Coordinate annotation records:
# # # # #
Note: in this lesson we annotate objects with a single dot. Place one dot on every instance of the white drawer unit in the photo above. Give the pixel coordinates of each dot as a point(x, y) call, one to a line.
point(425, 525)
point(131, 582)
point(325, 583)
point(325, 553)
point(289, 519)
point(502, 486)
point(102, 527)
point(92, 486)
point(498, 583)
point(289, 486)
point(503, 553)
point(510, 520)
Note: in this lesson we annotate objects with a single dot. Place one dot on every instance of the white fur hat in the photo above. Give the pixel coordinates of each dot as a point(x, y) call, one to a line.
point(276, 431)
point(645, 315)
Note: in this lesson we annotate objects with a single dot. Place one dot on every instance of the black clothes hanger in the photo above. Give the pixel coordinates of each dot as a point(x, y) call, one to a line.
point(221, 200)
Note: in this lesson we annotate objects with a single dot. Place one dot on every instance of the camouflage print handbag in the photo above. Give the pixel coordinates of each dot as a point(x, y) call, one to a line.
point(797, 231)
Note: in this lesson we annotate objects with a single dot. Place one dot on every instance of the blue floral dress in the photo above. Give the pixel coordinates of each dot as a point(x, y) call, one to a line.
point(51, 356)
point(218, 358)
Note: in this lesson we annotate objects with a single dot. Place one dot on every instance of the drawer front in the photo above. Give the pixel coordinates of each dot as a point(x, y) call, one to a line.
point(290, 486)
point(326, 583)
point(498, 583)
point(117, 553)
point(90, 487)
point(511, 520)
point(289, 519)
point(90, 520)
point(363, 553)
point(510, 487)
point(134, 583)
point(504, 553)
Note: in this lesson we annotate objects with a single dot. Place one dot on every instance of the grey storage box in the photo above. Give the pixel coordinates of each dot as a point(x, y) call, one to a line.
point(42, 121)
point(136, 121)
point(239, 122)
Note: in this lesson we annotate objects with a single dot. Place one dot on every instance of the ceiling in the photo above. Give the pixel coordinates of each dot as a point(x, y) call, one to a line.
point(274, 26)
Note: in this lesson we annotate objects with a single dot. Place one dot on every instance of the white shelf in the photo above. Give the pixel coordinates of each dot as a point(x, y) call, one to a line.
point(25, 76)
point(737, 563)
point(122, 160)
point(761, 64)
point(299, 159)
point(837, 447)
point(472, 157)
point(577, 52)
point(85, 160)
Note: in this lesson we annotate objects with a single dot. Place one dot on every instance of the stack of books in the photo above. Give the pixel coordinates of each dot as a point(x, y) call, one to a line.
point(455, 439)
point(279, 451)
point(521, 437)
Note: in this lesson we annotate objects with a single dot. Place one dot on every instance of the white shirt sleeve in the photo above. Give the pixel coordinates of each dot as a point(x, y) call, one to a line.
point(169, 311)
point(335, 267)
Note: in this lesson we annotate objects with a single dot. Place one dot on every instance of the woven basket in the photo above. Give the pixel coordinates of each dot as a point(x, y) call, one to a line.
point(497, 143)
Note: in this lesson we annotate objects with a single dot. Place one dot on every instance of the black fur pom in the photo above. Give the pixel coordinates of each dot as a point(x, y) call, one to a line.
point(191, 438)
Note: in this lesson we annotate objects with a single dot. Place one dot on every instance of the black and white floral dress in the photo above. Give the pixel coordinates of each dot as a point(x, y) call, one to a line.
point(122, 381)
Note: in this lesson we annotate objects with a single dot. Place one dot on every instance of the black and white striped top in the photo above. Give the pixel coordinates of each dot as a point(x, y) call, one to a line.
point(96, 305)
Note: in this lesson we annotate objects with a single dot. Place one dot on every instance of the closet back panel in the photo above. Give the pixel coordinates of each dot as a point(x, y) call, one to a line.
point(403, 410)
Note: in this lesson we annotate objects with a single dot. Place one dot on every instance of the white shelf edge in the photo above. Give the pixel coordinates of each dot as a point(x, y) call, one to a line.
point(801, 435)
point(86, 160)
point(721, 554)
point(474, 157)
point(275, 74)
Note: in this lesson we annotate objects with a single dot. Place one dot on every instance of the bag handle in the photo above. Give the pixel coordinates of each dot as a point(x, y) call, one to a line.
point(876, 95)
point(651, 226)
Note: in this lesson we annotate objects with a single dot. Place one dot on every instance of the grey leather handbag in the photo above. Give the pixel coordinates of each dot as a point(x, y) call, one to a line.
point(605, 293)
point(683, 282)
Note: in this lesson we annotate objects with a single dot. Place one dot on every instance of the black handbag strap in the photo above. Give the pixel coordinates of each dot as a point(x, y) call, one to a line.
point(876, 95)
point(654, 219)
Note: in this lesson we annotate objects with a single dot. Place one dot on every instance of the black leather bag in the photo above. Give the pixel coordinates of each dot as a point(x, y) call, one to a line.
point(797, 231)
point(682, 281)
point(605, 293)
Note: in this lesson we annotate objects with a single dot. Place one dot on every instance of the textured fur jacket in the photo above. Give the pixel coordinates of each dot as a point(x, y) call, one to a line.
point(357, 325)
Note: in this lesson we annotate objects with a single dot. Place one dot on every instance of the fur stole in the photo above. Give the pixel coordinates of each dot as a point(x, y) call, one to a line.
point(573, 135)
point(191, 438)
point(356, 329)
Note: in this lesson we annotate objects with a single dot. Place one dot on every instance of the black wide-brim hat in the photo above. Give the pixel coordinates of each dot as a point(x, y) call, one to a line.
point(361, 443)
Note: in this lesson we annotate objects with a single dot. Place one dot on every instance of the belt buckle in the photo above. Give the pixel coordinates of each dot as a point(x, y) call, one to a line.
# # # # #
WHAT THE TASK ASKS: Swap every "single dot" in the listing above for "single marker", leaving all other text unchanged.

THE COMPLETED TASK:
Note: in this lesson we annotate objects with a single marker. Place one dot on every instance of the white drawer unit in the photo above. Give the pixel coordinates of each dot as a point(x, y) call, one to a line.
point(425, 525)
point(131, 582)
point(325, 583)
point(325, 553)
point(289, 519)
point(502, 486)
point(102, 527)
point(92, 486)
point(498, 583)
point(289, 486)
point(503, 553)
point(510, 520)
Note: in this lesson we annotate objects with a single marker. Place one dot on every instance of the white fur hat in the photo above. Give the pixel coordinates of each dot as a point(x, y) call, one to a line.
point(276, 431)
point(645, 315)
Note: in this lesson we annotate objects with a single marker. Place one dot on every instance of the black clothes hanger in the photo above. Give the pixel coordinates of each dot as a point(x, y) call, one to a line.
point(221, 200)
Note: in this lesson we annotate objects with a single marker. Place one dot on every instance of the camouflage print handbag in the photo above. Give the pixel coordinates of each dot as a point(x, y) call, one to a line.
point(797, 231)
Note: in this lesson we annotate objects with a single marker. Place one dot on every instance of the blue floral dress in the photo above. Give the pixel coordinates of each dot as a point(x, y) call, one to a line.
point(51, 356)
point(218, 358)
Note: in this lesson we annotate objects with a single marker. Place one dot on every instance of the drawer front in the photo above. Give the pixel coordinates of each dot as a point(x, y) call, one to a line.
point(290, 486)
point(326, 583)
point(498, 583)
point(117, 553)
point(90, 487)
point(511, 520)
point(289, 519)
point(90, 520)
point(363, 553)
point(510, 487)
point(134, 583)
point(504, 553)
Note: in this lesson we annotate objects with a single marker. Place one dot on every instance of the grey storage box in the photo above. Give the pixel coordinates of each dot as a point(x, y) call, one to a line.
point(42, 121)
point(136, 121)
point(239, 122)
Note: in this lesson we annotate objects with a single marker. Place one dot on every instance of the ceiling in the photo above. Give the pixel coordinates of each dot as a point(x, y) call, one to a line.
point(274, 26)
Note: in this lesson we annotate objects with a single marker. Place one dot on every instance of the white shelf in the photo above. Give the pixel coordinates of each dot as a point(x, y) call, one to a line.
point(25, 76)
point(737, 563)
point(122, 160)
point(761, 64)
point(299, 159)
point(837, 447)
point(472, 157)
point(577, 52)
point(85, 160)
Note: in this lesson we annotate objects with a single marker. Place one dot on every instance of the stack of books in the photo above. Give the pixel coordinates of each dot as a point(x, y) call, one to a line.
point(455, 439)
point(279, 451)
point(521, 437)
Note: in this lesson we annotate objects with a single marker. Place one dot on every instance of the white shirt sleeve in the photo above. Give the pixel coordinates of each dot as a point(x, y) call, one to a line.
point(169, 311)
point(335, 267)
Note: in this lesson we annotate objects with a single marker. Place one dot on every instance of the woven basket in the photo above. Give the pixel coordinates of each dot as a point(x, y) call, one to a line.
point(497, 143)
Note: in this lesson we annotate objects with a single marker. Place one dot on every instance of the black fur pom in the photo above. Give the pixel coordinates of each dot as a point(x, y) call, one to a line.
point(191, 438)
Note: in this lesson we annotate objects with a single marker. Place one dot on every instance of the black and white floral dress in the photo above. Give the pixel coordinates of each dot as a point(x, y) call, one to a line.
point(122, 381)
Note: in this lesson we annotate objects with a single marker. Place one dot on every instance of the black and white striped top in the photo above. Give the pixel coordinates of each dot as a point(x, y) call, one to a line.
point(96, 305)
Note: in this lesson we annotate objects with a single marker. Place one dot on every instance of the closet back panel in the photo above. Give the pixel coordinates of each dot as a point(x, y) call, one to a line.
point(403, 410)
Note: in this lesson we annotate objects with a single marker. Place one dot on every instance of the white shelf edge in the photo above. Give the pixel coordinates of each dot as a point(x, y) call, one to a line.
point(801, 435)
point(86, 160)
point(721, 554)
point(474, 157)
point(275, 74)
Note: in this lesson we annotate objects with a single marker. Place one dot on every instance of the bag handle in the photo above. Give the pixel coordinates of each dot as a point(x, y) call, one to a line.
point(876, 95)
point(651, 226)
Note: in this lesson we annotate objects with a single marker. Place one dot on every instance of the grey leather handbag in the photo above. Give the pixel coordinates of each dot as a point(x, y) call, one to a line.
point(605, 293)
point(683, 282)
Note: in this lesson we annotate objects with a single marker. Place one dot on every instance of the black handbag strap in the photo above. Give the pixel coordinates of each dot as a point(x, y) call, one to a line.
point(876, 95)
point(654, 219)
Note: in this lesson we annotate objects with a single marker. Place one dot on every instance of the black leather bag in the photo above. Give the pixel coordinates of each dot as a point(x, y) call, one to a line.
point(797, 231)
point(682, 281)
point(605, 293)
Note: in this lesson we annotate objects with a single marker. Place one dot on every instance of the textured fur jacket in the photo above. Give the pixel coordinates of each dot as a point(x, y) call, one to a line.
point(357, 325)
Note: in this lesson we annotate objects with a single marker. Place one dot on every instance of the fur stole in the photo above. Give the pixel coordinates of each dot as a point(x, y) call, one to a line.
point(573, 135)
point(191, 438)
point(356, 329)
Note: in this lesson we annotate objects with a single marker. Place one dot on every instance of the black wide-brim hat in the photo above. Give the pixel coordinates of each dot as a point(x, y) call, one to a line.
point(361, 443)
Note: in this lesson we annotate objects with a single marker. Place one dot on every instance of the belt buckle in the photo above. Give the pixel coordinates of each dot as a point(x, y) call, one to a line.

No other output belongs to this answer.